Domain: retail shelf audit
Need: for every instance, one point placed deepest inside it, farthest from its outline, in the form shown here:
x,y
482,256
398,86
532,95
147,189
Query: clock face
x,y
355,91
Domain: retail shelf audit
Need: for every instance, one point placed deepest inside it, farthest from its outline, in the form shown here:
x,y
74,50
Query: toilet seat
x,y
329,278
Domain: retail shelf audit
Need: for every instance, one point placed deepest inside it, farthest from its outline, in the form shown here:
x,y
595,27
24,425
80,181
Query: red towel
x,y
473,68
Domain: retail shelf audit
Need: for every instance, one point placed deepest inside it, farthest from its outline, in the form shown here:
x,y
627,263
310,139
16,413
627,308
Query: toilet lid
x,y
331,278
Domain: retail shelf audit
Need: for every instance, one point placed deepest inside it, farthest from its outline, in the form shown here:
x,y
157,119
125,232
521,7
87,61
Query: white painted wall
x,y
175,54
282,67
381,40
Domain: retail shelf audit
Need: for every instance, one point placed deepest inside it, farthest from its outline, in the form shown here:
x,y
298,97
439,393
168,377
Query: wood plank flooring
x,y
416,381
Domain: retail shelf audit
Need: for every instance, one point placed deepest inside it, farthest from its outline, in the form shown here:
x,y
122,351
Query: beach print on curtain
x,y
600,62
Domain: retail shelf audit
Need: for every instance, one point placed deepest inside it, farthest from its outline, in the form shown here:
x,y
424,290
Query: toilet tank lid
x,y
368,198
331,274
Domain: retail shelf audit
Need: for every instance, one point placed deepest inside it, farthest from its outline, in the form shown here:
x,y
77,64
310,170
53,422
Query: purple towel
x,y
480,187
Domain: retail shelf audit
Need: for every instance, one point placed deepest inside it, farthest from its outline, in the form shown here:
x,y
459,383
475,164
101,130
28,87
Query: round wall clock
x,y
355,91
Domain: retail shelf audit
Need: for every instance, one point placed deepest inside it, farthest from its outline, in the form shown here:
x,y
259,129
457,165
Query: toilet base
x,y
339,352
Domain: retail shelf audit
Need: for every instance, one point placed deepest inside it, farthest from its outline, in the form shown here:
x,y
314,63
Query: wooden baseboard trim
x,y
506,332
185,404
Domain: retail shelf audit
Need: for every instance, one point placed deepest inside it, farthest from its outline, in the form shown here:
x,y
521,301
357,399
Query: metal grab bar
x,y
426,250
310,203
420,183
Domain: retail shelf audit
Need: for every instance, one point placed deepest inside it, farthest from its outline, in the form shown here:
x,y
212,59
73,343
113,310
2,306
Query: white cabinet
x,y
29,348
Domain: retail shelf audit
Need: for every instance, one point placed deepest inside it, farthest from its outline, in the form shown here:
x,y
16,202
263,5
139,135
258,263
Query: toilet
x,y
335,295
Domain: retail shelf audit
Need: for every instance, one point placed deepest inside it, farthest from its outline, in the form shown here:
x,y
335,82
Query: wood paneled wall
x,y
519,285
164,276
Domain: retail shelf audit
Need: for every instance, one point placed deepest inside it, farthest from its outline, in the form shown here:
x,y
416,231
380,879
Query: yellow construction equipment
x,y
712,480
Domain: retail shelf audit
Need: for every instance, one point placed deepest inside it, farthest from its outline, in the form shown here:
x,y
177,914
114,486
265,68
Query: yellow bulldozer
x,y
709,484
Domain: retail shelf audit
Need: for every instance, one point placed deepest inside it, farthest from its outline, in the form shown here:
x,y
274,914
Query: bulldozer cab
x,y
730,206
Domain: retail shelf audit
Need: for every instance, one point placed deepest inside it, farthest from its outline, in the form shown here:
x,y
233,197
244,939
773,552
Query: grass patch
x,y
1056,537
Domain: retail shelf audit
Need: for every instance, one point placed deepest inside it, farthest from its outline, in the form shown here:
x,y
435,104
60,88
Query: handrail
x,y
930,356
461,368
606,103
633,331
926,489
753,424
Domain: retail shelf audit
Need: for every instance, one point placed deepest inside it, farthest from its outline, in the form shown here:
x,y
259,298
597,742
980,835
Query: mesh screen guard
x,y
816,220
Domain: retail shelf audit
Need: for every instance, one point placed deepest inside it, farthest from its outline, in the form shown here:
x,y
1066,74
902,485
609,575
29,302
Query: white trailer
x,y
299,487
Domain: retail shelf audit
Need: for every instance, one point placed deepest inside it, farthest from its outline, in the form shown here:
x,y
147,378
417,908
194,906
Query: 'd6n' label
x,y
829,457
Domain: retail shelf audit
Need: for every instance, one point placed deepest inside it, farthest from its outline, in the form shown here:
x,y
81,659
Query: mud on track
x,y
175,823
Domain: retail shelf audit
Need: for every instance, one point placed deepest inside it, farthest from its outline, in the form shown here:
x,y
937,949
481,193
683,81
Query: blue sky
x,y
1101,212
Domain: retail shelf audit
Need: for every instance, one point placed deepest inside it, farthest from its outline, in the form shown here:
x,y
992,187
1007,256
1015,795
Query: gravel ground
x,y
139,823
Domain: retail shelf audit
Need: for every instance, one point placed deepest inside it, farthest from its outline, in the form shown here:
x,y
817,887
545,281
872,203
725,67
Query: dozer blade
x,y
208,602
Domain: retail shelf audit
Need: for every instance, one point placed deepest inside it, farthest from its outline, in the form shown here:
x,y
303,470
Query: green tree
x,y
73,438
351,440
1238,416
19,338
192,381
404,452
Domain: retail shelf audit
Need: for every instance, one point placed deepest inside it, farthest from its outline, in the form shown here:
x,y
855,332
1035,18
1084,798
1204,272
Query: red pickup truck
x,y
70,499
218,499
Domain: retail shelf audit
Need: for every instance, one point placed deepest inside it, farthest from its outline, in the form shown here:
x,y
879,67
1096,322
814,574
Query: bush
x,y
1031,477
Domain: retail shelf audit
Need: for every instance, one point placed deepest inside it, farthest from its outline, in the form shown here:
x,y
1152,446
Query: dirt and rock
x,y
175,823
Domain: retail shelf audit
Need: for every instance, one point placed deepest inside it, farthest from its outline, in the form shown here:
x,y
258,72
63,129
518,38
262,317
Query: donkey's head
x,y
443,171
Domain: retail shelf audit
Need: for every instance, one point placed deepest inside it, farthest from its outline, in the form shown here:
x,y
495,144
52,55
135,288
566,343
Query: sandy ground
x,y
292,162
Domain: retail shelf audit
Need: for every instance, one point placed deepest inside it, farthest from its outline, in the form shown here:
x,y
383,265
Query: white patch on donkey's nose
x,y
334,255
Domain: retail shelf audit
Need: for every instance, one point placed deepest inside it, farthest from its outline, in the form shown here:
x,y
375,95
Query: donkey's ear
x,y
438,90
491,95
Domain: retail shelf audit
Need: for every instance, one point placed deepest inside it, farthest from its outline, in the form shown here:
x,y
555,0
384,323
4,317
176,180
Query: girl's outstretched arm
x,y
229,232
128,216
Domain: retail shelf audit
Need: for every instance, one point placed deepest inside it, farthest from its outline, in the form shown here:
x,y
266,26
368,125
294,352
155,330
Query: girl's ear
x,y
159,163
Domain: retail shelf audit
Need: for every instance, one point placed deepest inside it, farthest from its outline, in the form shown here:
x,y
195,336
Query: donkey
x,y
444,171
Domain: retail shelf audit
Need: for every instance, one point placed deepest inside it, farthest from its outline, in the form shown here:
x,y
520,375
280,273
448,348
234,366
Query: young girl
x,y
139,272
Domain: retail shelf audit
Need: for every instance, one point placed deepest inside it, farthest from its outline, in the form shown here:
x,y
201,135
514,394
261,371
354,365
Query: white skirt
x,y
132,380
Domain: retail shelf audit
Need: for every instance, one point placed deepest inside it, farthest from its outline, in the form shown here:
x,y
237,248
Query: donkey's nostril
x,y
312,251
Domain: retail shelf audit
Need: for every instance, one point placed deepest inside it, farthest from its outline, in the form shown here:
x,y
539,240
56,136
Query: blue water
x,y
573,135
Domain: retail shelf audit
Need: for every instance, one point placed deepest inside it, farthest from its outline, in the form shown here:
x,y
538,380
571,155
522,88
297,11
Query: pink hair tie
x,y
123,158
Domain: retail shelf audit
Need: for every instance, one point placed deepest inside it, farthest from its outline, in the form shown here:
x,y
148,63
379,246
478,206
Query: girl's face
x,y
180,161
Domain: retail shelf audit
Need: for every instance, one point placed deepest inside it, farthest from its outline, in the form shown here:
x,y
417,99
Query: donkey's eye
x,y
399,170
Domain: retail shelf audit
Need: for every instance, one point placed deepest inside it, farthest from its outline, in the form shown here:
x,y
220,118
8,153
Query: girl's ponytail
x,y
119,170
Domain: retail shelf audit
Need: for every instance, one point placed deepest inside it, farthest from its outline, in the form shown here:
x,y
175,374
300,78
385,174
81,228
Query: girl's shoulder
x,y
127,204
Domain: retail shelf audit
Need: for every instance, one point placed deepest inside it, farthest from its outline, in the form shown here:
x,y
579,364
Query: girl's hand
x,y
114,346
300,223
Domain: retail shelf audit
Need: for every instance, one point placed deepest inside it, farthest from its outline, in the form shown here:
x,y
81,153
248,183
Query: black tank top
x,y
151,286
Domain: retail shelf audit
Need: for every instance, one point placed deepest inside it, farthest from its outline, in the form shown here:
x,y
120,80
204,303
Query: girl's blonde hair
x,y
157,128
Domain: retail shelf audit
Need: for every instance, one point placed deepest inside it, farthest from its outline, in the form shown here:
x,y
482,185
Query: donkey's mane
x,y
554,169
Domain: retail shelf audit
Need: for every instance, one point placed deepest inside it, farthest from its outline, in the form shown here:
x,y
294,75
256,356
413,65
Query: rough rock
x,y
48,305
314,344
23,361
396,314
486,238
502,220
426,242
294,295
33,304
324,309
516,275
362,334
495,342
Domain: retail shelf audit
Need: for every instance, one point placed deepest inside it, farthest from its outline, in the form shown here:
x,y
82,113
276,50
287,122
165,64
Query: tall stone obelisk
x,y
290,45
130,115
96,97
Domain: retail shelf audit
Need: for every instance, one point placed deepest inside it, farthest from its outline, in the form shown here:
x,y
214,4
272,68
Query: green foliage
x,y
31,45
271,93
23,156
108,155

— Prompt —
Find every line in the rows above that contains the word "yellow", and copy each such line in full.

— Completed exercise —
Query: yellow construction equipment
Query: yellow bulldozer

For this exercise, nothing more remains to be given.